▶ EXERCISE INSTRUCTIONS: Present exactly, and only, the lines running from the line that contains "box: [20, 195, 174, 331]" through the end of the entries below.

Top of GIVEN ENTRIES

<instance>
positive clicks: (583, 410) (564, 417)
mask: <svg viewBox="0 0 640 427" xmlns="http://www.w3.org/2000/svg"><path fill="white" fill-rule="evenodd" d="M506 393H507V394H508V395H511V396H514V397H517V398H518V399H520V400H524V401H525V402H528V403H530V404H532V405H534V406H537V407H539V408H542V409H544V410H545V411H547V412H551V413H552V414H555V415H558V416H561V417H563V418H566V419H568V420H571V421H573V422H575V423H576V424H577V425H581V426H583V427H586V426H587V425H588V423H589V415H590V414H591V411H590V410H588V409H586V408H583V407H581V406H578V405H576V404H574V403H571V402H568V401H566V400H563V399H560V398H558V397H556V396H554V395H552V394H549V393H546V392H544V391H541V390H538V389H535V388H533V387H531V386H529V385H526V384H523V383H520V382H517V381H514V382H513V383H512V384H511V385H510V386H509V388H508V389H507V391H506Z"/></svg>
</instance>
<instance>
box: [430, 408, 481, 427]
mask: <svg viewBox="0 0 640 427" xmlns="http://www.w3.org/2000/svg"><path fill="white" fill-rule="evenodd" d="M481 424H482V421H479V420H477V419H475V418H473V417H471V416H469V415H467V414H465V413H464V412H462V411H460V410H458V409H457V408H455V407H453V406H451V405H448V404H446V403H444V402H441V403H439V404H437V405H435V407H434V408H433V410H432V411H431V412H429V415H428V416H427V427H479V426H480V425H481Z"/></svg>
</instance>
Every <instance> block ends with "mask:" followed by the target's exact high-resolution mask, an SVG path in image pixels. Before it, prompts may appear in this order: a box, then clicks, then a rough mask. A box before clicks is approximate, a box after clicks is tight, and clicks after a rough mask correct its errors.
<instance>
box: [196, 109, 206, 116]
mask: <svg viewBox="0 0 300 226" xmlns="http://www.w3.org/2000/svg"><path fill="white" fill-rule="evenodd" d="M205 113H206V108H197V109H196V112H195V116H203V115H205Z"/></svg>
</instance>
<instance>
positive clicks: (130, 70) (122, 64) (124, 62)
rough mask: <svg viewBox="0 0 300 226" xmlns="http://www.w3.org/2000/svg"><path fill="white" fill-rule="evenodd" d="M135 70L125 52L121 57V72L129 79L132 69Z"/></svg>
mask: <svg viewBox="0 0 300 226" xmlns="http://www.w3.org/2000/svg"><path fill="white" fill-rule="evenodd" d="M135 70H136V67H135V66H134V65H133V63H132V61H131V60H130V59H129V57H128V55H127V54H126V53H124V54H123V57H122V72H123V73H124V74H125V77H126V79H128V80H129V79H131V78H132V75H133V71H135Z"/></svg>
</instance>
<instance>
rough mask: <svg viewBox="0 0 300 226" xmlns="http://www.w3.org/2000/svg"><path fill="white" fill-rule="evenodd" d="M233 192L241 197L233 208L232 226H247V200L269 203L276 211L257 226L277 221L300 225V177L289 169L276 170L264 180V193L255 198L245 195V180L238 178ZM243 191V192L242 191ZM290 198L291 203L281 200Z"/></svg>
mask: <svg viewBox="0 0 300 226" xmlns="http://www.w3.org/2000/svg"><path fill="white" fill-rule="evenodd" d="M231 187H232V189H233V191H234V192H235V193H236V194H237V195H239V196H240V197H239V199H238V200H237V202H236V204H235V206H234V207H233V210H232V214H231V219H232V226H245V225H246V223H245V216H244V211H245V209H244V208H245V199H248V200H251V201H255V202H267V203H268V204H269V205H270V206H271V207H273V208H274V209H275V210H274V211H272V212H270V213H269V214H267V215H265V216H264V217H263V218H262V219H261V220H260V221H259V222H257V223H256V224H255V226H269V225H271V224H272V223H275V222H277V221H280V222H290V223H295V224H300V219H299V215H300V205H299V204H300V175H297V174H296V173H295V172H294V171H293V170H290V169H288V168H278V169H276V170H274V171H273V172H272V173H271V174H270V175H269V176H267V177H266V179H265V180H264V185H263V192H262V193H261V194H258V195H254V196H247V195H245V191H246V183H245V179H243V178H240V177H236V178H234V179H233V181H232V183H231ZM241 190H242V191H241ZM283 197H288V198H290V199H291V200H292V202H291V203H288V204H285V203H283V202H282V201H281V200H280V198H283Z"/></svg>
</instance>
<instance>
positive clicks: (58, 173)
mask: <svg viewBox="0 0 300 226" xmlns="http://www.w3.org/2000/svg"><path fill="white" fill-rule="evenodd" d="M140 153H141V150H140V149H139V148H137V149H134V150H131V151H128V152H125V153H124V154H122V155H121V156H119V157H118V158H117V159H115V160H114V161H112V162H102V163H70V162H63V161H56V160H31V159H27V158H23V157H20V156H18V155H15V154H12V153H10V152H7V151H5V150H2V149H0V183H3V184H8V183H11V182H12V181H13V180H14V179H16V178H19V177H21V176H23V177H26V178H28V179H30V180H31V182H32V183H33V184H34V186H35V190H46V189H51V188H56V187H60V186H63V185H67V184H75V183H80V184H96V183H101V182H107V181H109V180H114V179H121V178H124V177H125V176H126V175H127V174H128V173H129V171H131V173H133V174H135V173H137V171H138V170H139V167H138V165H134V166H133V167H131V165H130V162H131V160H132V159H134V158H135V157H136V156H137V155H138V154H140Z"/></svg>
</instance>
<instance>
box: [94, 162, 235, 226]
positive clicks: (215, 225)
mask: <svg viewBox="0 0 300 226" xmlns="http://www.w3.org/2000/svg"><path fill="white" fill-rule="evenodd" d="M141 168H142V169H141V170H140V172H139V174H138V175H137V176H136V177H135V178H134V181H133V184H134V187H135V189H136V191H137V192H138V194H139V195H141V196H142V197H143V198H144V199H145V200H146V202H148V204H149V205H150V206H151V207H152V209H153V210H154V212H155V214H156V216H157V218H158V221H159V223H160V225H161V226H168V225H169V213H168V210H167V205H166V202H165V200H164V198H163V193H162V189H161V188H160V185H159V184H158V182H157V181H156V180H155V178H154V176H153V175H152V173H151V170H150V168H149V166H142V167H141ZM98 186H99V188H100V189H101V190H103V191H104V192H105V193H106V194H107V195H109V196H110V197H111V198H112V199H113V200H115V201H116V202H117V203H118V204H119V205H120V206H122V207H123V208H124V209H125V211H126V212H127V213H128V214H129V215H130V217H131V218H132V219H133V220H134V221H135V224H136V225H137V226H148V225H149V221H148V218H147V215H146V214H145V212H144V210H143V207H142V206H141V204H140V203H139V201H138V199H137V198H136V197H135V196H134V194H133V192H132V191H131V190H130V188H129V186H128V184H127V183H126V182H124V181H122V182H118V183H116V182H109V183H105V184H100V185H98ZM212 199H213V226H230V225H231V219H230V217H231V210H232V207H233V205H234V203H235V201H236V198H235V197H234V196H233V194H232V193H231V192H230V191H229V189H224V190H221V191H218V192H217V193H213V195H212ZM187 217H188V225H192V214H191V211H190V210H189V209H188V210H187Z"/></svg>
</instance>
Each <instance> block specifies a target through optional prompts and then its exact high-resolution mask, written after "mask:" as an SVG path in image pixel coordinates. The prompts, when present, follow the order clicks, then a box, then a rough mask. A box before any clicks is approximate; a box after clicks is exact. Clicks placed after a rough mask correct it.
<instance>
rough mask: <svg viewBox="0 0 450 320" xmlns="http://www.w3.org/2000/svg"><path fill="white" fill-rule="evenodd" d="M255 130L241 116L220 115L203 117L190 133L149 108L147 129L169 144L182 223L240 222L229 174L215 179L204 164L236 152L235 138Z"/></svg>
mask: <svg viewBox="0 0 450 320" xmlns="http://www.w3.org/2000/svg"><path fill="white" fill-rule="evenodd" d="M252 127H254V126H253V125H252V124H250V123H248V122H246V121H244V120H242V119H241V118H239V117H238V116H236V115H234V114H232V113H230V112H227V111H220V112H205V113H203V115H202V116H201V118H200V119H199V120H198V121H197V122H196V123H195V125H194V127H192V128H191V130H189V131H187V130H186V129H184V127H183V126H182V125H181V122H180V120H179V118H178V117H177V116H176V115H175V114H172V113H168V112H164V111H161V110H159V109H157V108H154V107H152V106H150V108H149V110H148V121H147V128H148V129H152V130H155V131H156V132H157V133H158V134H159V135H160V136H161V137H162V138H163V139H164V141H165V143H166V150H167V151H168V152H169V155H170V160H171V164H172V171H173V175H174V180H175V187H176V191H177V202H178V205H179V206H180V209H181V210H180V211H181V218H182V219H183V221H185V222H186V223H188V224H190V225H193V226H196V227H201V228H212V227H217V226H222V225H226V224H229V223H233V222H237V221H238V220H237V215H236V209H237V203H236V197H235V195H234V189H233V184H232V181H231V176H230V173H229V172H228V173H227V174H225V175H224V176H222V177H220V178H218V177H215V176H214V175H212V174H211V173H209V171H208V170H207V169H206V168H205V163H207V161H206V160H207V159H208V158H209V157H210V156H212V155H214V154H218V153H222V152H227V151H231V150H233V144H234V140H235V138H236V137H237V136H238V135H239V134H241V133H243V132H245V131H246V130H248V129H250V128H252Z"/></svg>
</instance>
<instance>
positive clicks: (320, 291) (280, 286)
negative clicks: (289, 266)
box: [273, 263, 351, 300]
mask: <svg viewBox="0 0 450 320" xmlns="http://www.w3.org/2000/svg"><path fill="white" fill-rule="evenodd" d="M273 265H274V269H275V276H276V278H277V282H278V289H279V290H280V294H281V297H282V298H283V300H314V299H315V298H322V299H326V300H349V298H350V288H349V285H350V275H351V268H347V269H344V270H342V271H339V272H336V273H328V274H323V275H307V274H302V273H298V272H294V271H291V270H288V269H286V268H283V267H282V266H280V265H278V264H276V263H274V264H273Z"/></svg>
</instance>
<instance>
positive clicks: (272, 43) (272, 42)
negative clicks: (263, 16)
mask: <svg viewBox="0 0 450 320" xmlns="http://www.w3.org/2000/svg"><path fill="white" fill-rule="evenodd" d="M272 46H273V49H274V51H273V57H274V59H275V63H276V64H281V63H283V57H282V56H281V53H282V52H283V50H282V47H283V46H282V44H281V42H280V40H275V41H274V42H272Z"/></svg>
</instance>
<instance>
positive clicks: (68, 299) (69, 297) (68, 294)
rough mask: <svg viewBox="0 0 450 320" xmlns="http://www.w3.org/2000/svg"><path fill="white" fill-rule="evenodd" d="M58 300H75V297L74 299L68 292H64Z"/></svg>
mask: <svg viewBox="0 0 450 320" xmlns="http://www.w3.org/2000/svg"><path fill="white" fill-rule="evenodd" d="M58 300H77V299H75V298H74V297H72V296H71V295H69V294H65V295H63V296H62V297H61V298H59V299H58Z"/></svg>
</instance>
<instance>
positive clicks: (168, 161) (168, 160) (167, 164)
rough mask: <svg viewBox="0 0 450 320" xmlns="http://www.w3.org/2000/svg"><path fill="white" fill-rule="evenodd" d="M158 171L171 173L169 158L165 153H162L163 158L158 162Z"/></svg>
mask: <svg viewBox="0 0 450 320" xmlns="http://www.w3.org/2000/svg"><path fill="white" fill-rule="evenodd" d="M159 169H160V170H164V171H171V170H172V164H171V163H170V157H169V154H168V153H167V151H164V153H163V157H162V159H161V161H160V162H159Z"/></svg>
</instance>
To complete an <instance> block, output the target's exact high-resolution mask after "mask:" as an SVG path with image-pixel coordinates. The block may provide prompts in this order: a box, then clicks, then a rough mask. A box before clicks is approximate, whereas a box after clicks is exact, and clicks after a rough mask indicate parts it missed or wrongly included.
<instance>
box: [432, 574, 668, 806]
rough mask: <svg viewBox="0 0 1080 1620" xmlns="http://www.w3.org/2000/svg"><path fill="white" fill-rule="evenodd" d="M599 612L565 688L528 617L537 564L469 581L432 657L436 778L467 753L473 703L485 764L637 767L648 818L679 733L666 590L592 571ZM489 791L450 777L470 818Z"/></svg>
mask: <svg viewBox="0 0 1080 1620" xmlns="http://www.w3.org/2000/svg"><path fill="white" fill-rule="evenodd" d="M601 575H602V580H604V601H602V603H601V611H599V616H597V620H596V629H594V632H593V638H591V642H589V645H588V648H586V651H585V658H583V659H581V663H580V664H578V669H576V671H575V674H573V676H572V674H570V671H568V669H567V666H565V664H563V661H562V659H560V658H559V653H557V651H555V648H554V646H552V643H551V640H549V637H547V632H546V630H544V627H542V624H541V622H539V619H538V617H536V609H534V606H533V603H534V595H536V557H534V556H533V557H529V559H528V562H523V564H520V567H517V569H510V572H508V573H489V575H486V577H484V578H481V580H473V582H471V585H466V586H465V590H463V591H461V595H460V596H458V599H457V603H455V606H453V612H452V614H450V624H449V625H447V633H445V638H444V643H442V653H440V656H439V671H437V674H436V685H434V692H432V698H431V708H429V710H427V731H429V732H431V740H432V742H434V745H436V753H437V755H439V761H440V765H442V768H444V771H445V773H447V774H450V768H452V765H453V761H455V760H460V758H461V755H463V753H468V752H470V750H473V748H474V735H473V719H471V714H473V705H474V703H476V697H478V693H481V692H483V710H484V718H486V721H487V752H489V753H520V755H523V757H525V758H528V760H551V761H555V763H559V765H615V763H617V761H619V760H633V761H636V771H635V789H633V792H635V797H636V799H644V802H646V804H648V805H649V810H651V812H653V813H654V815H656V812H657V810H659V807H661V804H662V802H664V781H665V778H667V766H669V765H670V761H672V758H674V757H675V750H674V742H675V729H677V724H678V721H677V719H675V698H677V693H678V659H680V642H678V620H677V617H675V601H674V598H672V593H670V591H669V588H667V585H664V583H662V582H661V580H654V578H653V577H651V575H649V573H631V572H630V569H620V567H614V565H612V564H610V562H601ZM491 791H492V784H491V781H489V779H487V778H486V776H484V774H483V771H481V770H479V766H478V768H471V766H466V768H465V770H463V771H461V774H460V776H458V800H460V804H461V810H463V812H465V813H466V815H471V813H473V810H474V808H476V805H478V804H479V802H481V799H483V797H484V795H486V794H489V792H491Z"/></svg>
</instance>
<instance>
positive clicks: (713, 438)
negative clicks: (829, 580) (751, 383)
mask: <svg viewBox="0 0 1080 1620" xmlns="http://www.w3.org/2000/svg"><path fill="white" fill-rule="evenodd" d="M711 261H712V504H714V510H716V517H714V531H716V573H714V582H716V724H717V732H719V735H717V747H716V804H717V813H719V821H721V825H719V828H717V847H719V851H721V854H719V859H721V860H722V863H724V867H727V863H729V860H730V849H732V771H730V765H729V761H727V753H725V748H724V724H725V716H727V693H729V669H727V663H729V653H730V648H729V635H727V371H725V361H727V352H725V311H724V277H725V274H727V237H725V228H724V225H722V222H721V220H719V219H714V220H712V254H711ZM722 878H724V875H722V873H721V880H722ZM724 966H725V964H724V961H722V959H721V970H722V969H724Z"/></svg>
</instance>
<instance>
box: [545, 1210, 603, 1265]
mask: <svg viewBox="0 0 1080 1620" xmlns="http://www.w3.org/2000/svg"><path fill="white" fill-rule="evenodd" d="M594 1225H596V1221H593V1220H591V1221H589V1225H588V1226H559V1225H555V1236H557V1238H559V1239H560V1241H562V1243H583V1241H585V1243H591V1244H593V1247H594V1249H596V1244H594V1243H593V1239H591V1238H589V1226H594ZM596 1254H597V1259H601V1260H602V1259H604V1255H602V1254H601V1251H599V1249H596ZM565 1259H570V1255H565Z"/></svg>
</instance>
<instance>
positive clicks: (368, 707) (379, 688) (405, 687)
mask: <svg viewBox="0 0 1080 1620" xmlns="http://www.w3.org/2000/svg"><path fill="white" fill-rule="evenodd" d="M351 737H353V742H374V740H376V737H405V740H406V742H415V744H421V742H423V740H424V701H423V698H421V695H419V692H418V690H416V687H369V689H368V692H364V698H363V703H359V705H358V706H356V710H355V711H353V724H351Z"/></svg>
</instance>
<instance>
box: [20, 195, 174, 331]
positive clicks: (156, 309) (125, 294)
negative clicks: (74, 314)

Bottom of GIVEN ENTRIES

▶ TASK ANSWER:
box: [20, 195, 174, 331]
positive clicks: (156, 309) (125, 294)
negative clicks: (74, 314)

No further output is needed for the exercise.